____ GIVEN RECORDS
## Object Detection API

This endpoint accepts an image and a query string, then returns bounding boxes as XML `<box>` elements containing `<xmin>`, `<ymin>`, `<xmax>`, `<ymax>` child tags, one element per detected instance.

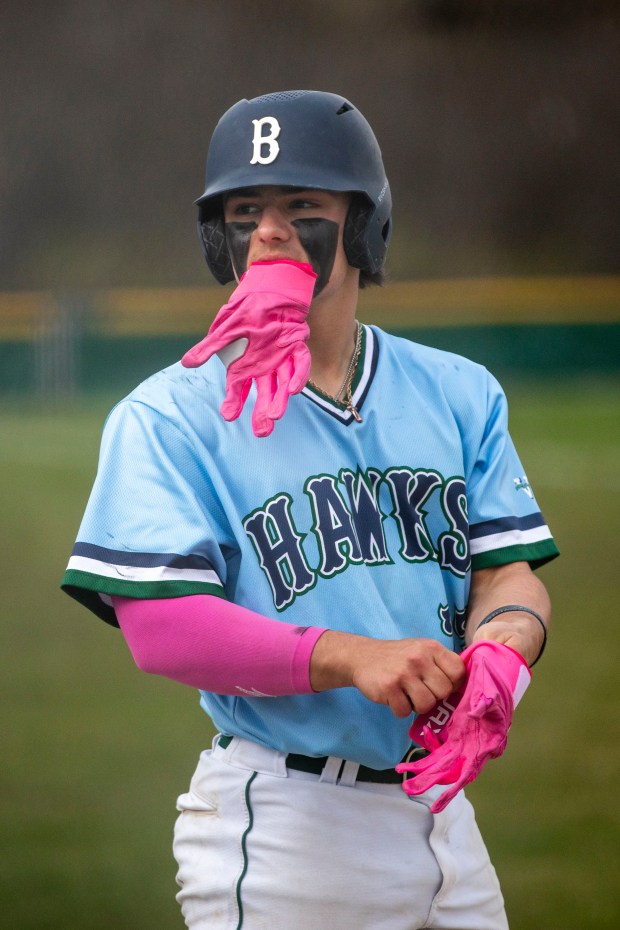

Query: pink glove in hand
<box><xmin>396</xmin><ymin>641</ymin><xmax>532</xmax><ymax>813</ymax></box>
<box><xmin>181</xmin><ymin>260</ymin><xmax>317</xmax><ymax>437</ymax></box>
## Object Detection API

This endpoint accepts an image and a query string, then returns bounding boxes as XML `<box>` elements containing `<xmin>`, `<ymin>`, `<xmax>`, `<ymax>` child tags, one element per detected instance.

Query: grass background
<box><xmin>1</xmin><ymin>373</ymin><xmax>619</xmax><ymax>929</ymax></box>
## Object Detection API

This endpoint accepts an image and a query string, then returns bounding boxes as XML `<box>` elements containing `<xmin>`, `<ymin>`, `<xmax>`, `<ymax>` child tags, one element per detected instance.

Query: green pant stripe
<box><xmin>235</xmin><ymin>771</ymin><xmax>258</xmax><ymax>930</ymax></box>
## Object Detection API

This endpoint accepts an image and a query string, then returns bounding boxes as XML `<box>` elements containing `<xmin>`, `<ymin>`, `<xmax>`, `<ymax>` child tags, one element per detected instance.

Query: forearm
<box><xmin>465</xmin><ymin>561</ymin><xmax>551</xmax><ymax>666</ymax></box>
<box><xmin>113</xmin><ymin>594</ymin><xmax>326</xmax><ymax>696</ymax></box>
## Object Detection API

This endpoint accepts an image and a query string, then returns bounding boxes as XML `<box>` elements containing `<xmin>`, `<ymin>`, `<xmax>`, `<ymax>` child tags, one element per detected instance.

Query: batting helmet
<box><xmin>196</xmin><ymin>90</ymin><xmax>392</xmax><ymax>284</ymax></box>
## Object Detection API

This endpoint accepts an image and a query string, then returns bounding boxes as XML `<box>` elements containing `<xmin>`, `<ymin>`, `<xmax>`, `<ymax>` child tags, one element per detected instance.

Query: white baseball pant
<box><xmin>173</xmin><ymin>735</ymin><xmax>509</xmax><ymax>930</ymax></box>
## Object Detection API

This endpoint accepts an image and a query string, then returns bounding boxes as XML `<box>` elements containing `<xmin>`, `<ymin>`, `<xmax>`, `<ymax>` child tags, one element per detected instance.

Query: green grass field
<box><xmin>1</xmin><ymin>375</ymin><xmax>619</xmax><ymax>929</ymax></box>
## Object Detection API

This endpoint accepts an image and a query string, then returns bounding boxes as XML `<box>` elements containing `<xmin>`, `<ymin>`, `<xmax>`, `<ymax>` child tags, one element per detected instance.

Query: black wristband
<box><xmin>475</xmin><ymin>604</ymin><xmax>547</xmax><ymax>667</ymax></box>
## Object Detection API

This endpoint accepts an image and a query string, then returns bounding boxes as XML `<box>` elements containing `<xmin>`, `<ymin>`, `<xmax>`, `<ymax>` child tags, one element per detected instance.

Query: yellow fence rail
<box><xmin>1</xmin><ymin>274</ymin><xmax>619</xmax><ymax>342</ymax></box>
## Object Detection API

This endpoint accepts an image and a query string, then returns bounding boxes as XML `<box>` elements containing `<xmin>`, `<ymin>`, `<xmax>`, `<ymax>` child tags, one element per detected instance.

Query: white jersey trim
<box><xmin>66</xmin><ymin>554</ymin><xmax>222</xmax><ymax>587</ymax></box>
<box><xmin>470</xmin><ymin>523</ymin><xmax>552</xmax><ymax>556</ymax></box>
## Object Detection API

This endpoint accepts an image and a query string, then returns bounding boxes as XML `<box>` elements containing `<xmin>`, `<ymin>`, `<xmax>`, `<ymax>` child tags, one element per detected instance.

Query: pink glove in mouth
________
TASK DESCRIPTION
Your job is to repeat the data exactly, leaving each picture out.

TASK ANSWER
## Object Detection API

This endpoint accepts an image and a query string, then returns bounding boxes as XML `<box>` elements containing `<xmin>`, `<ymin>`, `<xmax>`, `<ymax>` child tags, one element per detected instance.


Query: pink glove in hand
<box><xmin>396</xmin><ymin>641</ymin><xmax>532</xmax><ymax>813</ymax></box>
<box><xmin>181</xmin><ymin>260</ymin><xmax>317</xmax><ymax>437</ymax></box>
## Object Detection API

This endpoint accepts an image and a query string, then returns bounding boxes as XML `<box>` elements containing `<xmin>`, `<ymin>`, `<xmax>`, `<ymax>` child tags, one element per detected instance.

Query: grass background
<box><xmin>1</xmin><ymin>373</ymin><xmax>619</xmax><ymax>929</ymax></box>
## Object Detection API

This endpoint accepts an image and a query string, then returns bounding boxes as XML `<box>` elements containing `<xmin>`, `<ymin>`, `<xmax>`, `<ymax>` child tags, one element per detected instance.

Query: green pant stripe
<box><xmin>235</xmin><ymin>771</ymin><xmax>258</xmax><ymax>930</ymax></box>
## Object Detection API

This endpoint accepts an image and a query string, then returns bounding boxes as XML `<box>` elements containing `<xmin>`, `<ymin>`, `<xmax>`, `<ymax>` child tags, one element per detected instance.

Query: forearm
<box><xmin>465</xmin><ymin>561</ymin><xmax>551</xmax><ymax>666</ymax></box>
<box><xmin>113</xmin><ymin>594</ymin><xmax>326</xmax><ymax>696</ymax></box>
## Object Detection API

This endpoint accepts an image and a query string, then returns bounding boxes as XML `<box>` elements containing `<xmin>`, `<ymin>`, `<xmax>`, `<ymax>` child tags, one element per detected instance.

Query: batting helmet
<box><xmin>196</xmin><ymin>90</ymin><xmax>392</xmax><ymax>284</ymax></box>
## Object Detection API

This endpoint accepts an image and a query string, then returns bounding boxes as XML `<box>` elements containing `<xmin>`, `<ymin>`, `<xmax>`, `<ymax>` child tags, one element per detected instance.

Query: white baseball pant
<box><xmin>173</xmin><ymin>735</ymin><xmax>509</xmax><ymax>930</ymax></box>
## Object Detection API

This endpoint accepts an image and a query string, then returns bounding boxes as XML `<box>` elements containing `<xmin>`, `<ymin>`, `<xmax>`, `<ymax>` child tags, one element per detected instance.

Query: green grass field
<box><xmin>1</xmin><ymin>375</ymin><xmax>619</xmax><ymax>929</ymax></box>
## Object Detection API

This endpoint accepts an image and a query string, then returns bounding boxes as XML `<box>` elements containing `<xmin>`, `<ymin>`, `<xmax>`, `<ymax>` child tags, one element per detected instance.

Query: black wristband
<box><xmin>475</xmin><ymin>604</ymin><xmax>547</xmax><ymax>667</ymax></box>
## Object Detection API

This endpoint accepts an image and a query string, then returns bounding boxes as XML `<box>` elements containing `<xmin>`, `<ymin>`, `<xmax>`, `<ymax>` child tags, one element per detected instance.

Query: yellow fence rail
<box><xmin>1</xmin><ymin>274</ymin><xmax>619</xmax><ymax>342</ymax></box>
## Object Detection API

This endpoint accepts an image and a query string, then returns bounding boxes as XML `<box>` elements containing `<xmin>`, `<ymin>`, `<xmax>`, `<ymax>` child tags, one element per detected instance.

Query: white jersey trim
<box><xmin>66</xmin><ymin>554</ymin><xmax>222</xmax><ymax>587</ymax></box>
<box><xmin>470</xmin><ymin>523</ymin><xmax>552</xmax><ymax>556</ymax></box>
## Object Detection API

This endpoint accepts an image and a query string, then returns bounding boxes as XML `<box>` elements containing `<xmin>`, `<ymin>`, `<xmax>`, `<ymax>` child tags, one element per detected instance.

Query: pink glove in mouth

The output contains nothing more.